En el momento de la coronación, la escena política inglesa estaba dominada por William Lamb, vizconde de Melbourne, que ocupaba el cargo de primer ministro desde 1835. Lord Melbourne era un hombre rico, brillante y dotado de una inteligencia superior y de un temperamento sensible y afable, cualidades que fascinaron a la nueva reina. Victoria, joven, feliz y despreocupada durante los primeros meses de su reinado, empezó a depender completamente de aquel excelente caballero, en cuyas manos podía dejar los asuntos de estado con absoluta confianza. Y puesto que lord Melbourne era jefe del partido whig (liberal), ella se rodeó de damas que compartían las ideas liberales y expresó su deseo de no ver jamás a un tory (conservador), pues los enemigos políticos de su estimado lord habían pasado a ser automáticamente sus enemigos.

• SECCIÓN DE DATOS:
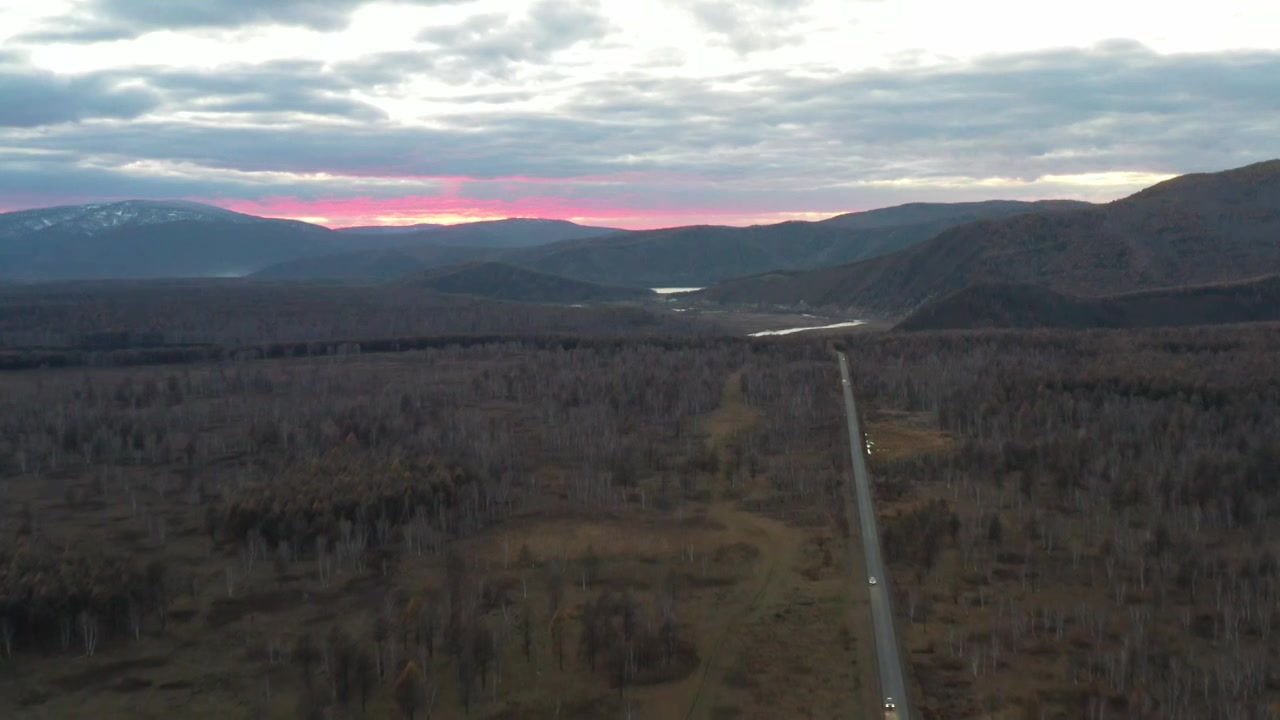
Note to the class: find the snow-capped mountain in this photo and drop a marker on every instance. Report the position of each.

• CONSIGNA: Resume en dos oraciones el extracto sobre la reina Victoria y lord Melbourne.

• RESPUESTA: En el momento de la coronación, la política inglesa estaba dominada por lord Melbourne, primer ministro desde 1835, cuya riqueza, brillantez, inteligencia y carácter afable fascinaron a la nueva reina. Victoria pasó a depender por completo de él y, como lord Melbourne era jefe del partido whig, se rodeó de damas de ideas liberales y expresó su deseo de no ver jamás a un tory.